• Yazılı Görev 1: Okunacak bölümde "Doğru bir tespit" sözlerini içeren yerden başlayın ve "Bayramınızı şimdiden kutlarım." sözlerinden sonra durun. Aradaki kısmı harfi harfine kopyalayın.

• Okunacak Bölüm:
Doğru bir tespit ve en çarpıcı olanı işe alan tarafında gerçeği istemek konusunda ısrarcı olmaması.
YALAN BEYAN YALAN BEYANLAR EVET EVET…!. 😉 🙂
Teşekkürler üstadım, biraz klasik olacak ama iyi ki varsınız. Bayramınızı şimdiden kutlarım.
Değerli Acar Hocam,
20 yılı aşkın üst düzey profesyonel deneyimden sonra iş hayatından duygusal yorgunluk ve yıpranmışlık yüzünden ayrıldım. Headhunter şirketlerden bir çoğuyla deneyimim oldu. Profesyonel hayatta bir beyaz yakalı olarak yaşadıklarımı anlattığım (henüz yayınlanmayan) “Cebimde bir kuruş vardı, onu da dilek havuzuna attım” adlı kitabımda headhunter şirketlerle ilgili aynen şu yazıyor: “Hizmetleri 3 aşamalıdır. 1. İşi adaya sat 2. Adayı şirkete sat 3. Ortadan kaybol” Sonuçta gördüm ki bu şirketler için bizler birer “mal”ız ve iş de basit bir satış işidir. Başarıyı Servet-Kudret-Şöhret karanlık üçgeninde tarifleyen ve ölçümleyen sisteme sırtlarını dayayıp yaptıklarını haklı gösterecek argümanlar kullanacaklar elbette.

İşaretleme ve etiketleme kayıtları
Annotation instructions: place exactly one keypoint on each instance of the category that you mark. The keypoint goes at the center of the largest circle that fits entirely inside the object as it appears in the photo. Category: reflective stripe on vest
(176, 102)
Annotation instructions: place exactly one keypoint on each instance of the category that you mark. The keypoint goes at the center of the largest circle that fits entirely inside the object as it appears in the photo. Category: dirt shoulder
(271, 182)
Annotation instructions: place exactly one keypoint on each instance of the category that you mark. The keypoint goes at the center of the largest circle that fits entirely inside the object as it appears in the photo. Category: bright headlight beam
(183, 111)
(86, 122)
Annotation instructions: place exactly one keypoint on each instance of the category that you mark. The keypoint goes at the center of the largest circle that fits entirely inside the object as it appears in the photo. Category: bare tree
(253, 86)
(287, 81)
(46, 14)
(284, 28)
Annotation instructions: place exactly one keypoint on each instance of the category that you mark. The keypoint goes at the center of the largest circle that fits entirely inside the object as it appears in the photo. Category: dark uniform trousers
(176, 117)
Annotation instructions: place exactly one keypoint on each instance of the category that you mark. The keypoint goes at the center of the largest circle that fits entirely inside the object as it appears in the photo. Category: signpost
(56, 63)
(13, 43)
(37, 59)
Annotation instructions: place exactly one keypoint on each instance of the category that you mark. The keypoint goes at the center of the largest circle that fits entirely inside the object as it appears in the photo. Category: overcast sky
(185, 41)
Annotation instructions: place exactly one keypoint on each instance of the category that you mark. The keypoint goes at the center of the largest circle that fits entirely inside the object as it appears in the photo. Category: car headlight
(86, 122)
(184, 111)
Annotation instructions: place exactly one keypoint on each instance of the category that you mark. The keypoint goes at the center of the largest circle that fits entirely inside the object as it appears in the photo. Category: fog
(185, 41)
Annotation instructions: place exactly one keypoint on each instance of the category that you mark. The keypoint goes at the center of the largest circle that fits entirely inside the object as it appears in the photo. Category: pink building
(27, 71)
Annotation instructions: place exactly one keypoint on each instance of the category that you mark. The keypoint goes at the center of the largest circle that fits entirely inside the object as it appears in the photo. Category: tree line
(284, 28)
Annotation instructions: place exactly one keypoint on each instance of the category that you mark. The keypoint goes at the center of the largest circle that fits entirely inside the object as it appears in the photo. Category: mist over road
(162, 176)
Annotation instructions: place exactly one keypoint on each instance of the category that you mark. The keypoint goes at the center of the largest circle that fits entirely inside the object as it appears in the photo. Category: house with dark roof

• Yazılı Görev 2: Kayıtlarda "photo. Category: fog" ifadesini içeren satırdan başlayın ve kayıtların son satırından sonra durun. Bu satırları, başı ve sonu dahil, boş satırları atlayarak Sıra ve Satır sütunlarından oluşan bir Markdown tablosu olarak verin.

• Çözüm 1:
Doğru bir tespit ve en çarpıcı olanı işe alan tarafında gerçeği istemek konusunda ısrarcı olmaması.
YALAN BEYAN YALAN BEYANLAR EVET EVET…!. 😉 🙂
Teşekkürler üstadım, biraz klasik olacak ama iyi ki varsınız. Bayramınızı şimdiden kutlarım.

• Çözüm 2:
| Sıra | Satır |
|---|---|
| 1 | Annotation instructions: place exactly one keypoint on each instance of the category that you mark. The keypoint goes at the center of the largest circle that fits entirely inside the object as it appears in the photo. Category: fog |
| 2 | (185, 41) |
| 3 | Annotation instructions: place exactly one keypoint on each instance of the category that you mark. The keypoint goes at the center of the largest circle that fits entirely inside the object as it appears in the photo. Category: pink building |
| 4 | (27, 71) |
| 5 | Annotation instructions: place exactly one keypoint on each instance of the category that you mark. The keypoint goes at the center of the largest circle that fits entirely inside the object as it appears in the photo. Category: tree line |
| 6 | (284, 28) |
| 7 | Annotation instructions: place exactly one keypoint on each instance of the category that you mark. The keypoint goes at the center of the largest circle that fits entirely inside the object as it appears in the photo. Category: mist over road |
| 8 | (162, 176) |
| 9 | Annotation instructions: place exactly one keypoint on each instance of the category that you mark. The keypoint goes at the center of the largest circle that fits entirely inside the object as it appears in the photo. Category: house with dark roof |